### Assignment:
Can you return, word for word, the part of the orthopedic hospital announcement starting with "The St. Luke’s Orthopedic" and going on through "for future use."?

### Selected passage:
St. Luke’s University Health Network (SLUHN) is set to open the area’s newest specialty hospital for orthopedic surgery, where expert teams will perform same-day surgeries of the knee, hip, spine, hand and shoulder, and treat a myriad of sports-related fractures and other injuries. SLUHN officials expect the first patients to be treated in the new hospital beginning this winter.

The St. Luke’s Orthopedic Hospital, built with American steel, is a two-story, 52,000-square-foot facility located at the St. Luke’s West End Medical Center, 501 Cetronia Rd., Allentown, in western Lehigh County.

“This hospital will provide the ideal orthopedic patient experience in terms of quality, comfort and convenience,” said St. Luke’s Chairman of Orthopedics Dr. Douglas Lundy.

St. Luke’s Orthopedic Hospital’s first floor will house eight operating rooms and 24 rooms for pre- and post-surgery care of patients, along with support, auxiliary space and comfortable family waiting rooms. The VELYS robot-assisted orthopedic surgery system and other advanced technology will be used to maximize safety, accuracy and quality operative outcomes. The second floor will contain patient overnight rooms, staff and supplies space and shelled-in rooms for future use.

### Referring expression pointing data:
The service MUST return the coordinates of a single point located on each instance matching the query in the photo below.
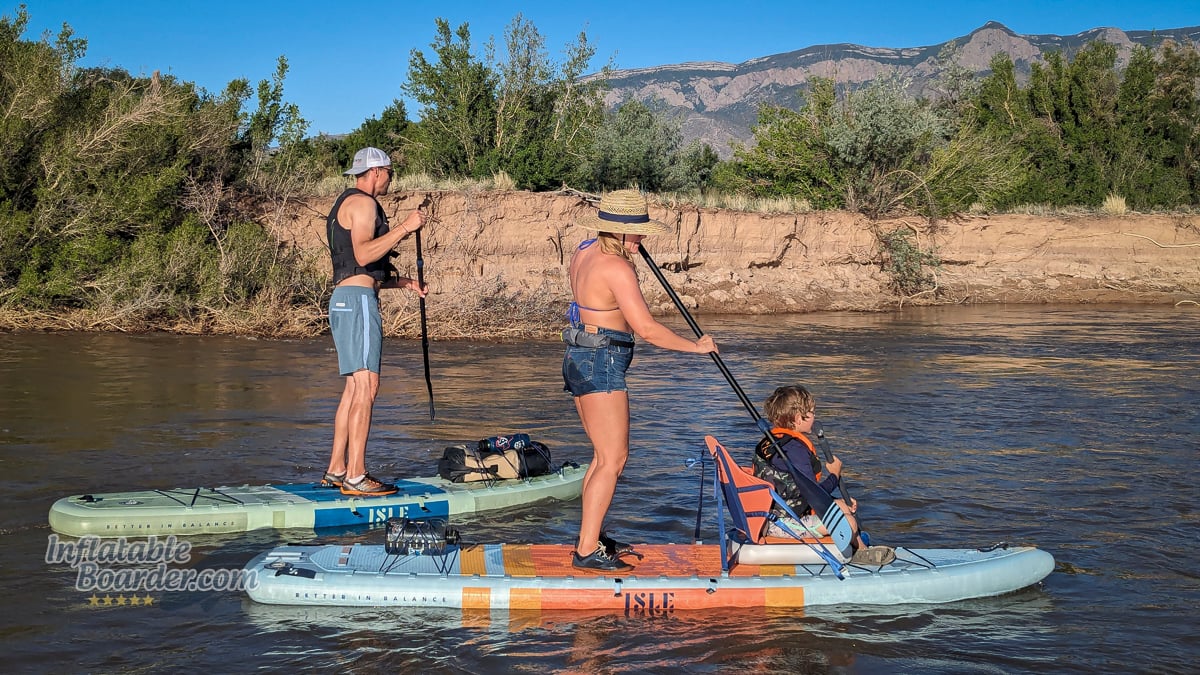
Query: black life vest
(341, 246)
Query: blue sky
(349, 60)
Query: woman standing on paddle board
(606, 311)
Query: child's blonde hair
(789, 404)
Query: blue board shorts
(357, 327)
(589, 370)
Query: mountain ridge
(718, 102)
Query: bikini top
(573, 310)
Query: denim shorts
(357, 327)
(587, 370)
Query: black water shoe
(616, 549)
(367, 487)
(599, 561)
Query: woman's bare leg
(605, 417)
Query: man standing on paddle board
(606, 310)
(360, 242)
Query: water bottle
(502, 443)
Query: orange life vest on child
(767, 451)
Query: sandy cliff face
(520, 243)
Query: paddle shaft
(425, 330)
(821, 501)
(717, 358)
(828, 454)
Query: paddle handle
(425, 329)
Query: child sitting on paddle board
(791, 412)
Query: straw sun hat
(623, 211)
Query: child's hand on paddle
(834, 466)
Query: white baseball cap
(367, 159)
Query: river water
(1075, 429)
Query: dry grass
(737, 202)
(1114, 205)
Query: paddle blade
(839, 529)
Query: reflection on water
(1073, 429)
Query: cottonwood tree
(455, 135)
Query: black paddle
(821, 502)
(425, 330)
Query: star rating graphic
(120, 601)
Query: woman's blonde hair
(612, 245)
(789, 404)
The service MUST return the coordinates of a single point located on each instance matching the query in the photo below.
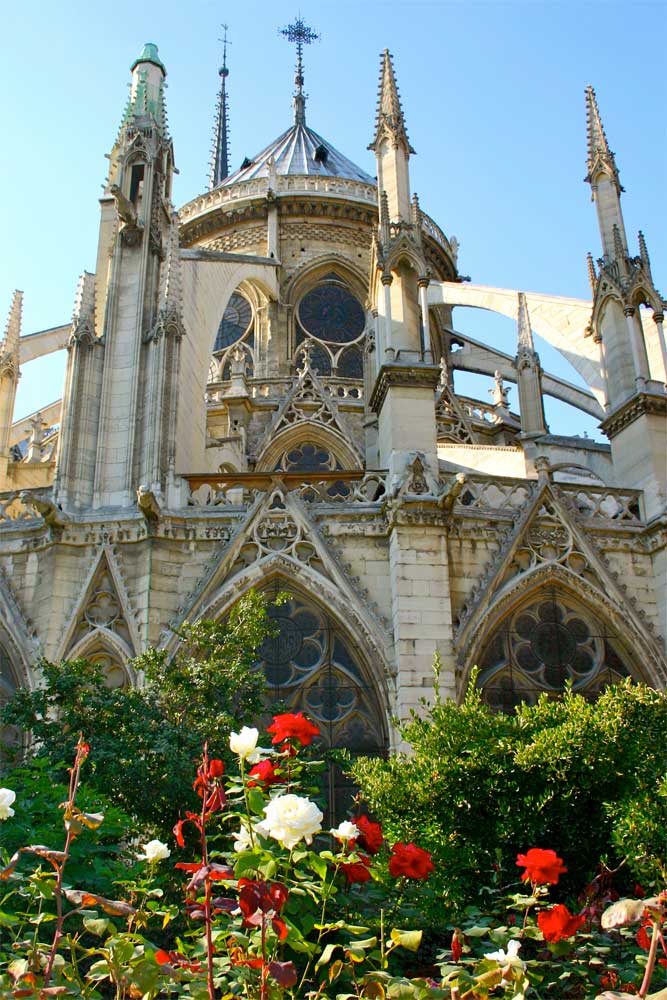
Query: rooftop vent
(321, 154)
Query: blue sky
(493, 95)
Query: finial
(524, 332)
(389, 119)
(600, 157)
(220, 152)
(300, 33)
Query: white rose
(7, 796)
(345, 831)
(289, 819)
(244, 744)
(154, 850)
(242, 841)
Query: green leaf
(406, 939)
(96, 925)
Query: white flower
(7, 796)
(242, 841)
(244, 744)
(505, 957)
(289, 819)
(345, 831)
(154, 850)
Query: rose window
(543, 646)
(332, 321)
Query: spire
(389, 120)
(524, 332)
(600, 157)
(220, 152)
(300, 33)
(9, 345)
(147, 90)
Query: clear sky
(493, 95)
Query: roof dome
(300, 150)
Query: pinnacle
(599, 153)
(9, 345)
(389, 117)
(524, 332)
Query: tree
(145, 739)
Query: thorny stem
(650, 961)
(207, 882)
(75, 771)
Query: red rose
(357, 871)
(370, 834)
(293, 726)
(541, 866)
(264, 773)
(558, 923)
(411, 861)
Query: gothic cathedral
(260, 393)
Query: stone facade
(260, 393)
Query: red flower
(370, 834)
(357, 871)
(293, 726)
(411, 861)
(541, 866)
(265, 773)
(259, 901)
(558, 923)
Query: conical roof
(300, 150)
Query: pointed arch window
(312, 666)
(547, 642)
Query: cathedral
(261, 392)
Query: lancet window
(332, 321)
(312, 665)
(545, 644)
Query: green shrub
(587, 779)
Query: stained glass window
(544, 645)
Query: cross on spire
(300, 33)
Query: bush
(146, 739)
(589, 777)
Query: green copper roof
(149, 54)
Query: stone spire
(600, 157)
(220, 152)
(9, 345)
(146, 100)
(300, 33)
(389, 121)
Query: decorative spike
(620, 252)
(600, 157)
(389, 118)
(84, 304)
(170, 288)
(524, 332)
(300, 33)
(220, 151)
(9, 345)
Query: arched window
(330, 318)
(545, 643)
(312, 666)
(237, 329)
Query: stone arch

### Solution for this task:
The St. Luke’s Orthopedic Hospital, built with American steel, is a two-story, 52,000-square-foot facility located at the St. Luke’s West End Medical Center, 501 Cetronia Rd., Allentown, in western Lehigh County.

“This hospital will provide the ideal orthopedic patient experience in terms of quality, comfort and convenience,” said St. Luke’s Chairman of Orthopedics Dr. Douglas Lundy.

St. Luke’s Orthopedic Hospital’s first floor will house eight operating rooms and 24 rooms for pre- and post-surgery care of patients, along with support, auxiliary space and comfortable family waiting rooms. The VELYS robot-assisted orthopedic surgery system and other advanced technology will be used to maximize safety, accuracy and quality operative outcomes. The second floor will contain patient overnight rooms, staff and supplies space and shelled-in rooms for future use.